What you need to do:
Which lines below contain the word "grass"? Show each of them in full.
* * *
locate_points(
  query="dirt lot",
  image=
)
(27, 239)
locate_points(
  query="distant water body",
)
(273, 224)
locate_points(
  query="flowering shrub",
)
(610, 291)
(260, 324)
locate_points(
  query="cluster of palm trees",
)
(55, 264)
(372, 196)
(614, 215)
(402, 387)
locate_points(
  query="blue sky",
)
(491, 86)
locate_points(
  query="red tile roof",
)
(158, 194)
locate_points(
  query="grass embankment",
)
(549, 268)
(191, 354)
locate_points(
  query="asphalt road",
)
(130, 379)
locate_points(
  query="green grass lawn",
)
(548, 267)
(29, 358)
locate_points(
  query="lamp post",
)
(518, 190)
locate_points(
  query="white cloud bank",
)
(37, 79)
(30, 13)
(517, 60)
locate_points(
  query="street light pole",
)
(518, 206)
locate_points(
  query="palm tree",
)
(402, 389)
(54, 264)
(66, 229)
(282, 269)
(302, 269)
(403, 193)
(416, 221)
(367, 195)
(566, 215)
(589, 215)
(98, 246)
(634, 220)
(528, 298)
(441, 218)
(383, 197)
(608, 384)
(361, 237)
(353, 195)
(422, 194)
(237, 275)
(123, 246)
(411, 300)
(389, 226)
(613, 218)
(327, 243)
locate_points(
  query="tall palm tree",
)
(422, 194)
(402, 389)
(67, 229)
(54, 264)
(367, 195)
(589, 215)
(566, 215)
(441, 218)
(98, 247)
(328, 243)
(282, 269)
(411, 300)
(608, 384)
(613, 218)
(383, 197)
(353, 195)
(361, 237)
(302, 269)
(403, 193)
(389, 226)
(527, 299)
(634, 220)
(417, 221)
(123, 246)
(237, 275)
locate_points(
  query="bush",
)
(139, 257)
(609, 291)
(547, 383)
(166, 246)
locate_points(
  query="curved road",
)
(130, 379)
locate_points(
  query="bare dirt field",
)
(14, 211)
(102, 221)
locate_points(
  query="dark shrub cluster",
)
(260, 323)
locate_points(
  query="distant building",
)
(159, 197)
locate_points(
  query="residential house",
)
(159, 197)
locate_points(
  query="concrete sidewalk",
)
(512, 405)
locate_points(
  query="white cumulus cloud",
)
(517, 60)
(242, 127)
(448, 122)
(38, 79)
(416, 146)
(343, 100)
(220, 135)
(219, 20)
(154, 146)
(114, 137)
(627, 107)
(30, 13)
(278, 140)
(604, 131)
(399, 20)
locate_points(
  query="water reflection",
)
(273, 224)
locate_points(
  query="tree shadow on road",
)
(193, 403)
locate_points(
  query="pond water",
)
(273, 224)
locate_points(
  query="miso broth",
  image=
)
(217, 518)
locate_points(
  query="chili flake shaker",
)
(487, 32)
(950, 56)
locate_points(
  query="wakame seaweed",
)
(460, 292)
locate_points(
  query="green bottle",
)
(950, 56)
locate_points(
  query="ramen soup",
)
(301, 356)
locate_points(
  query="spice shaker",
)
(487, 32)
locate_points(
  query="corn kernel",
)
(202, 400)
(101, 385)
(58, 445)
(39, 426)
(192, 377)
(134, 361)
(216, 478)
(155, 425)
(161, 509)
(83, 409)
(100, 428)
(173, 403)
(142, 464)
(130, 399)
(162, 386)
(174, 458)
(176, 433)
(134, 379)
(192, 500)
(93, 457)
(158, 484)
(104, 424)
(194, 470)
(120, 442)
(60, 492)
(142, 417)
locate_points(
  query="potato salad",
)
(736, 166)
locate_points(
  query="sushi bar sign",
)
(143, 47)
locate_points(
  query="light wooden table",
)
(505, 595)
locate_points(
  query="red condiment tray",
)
* * *
Reply to the exercise:
  query="grass embankment",
  query="green grass lawn",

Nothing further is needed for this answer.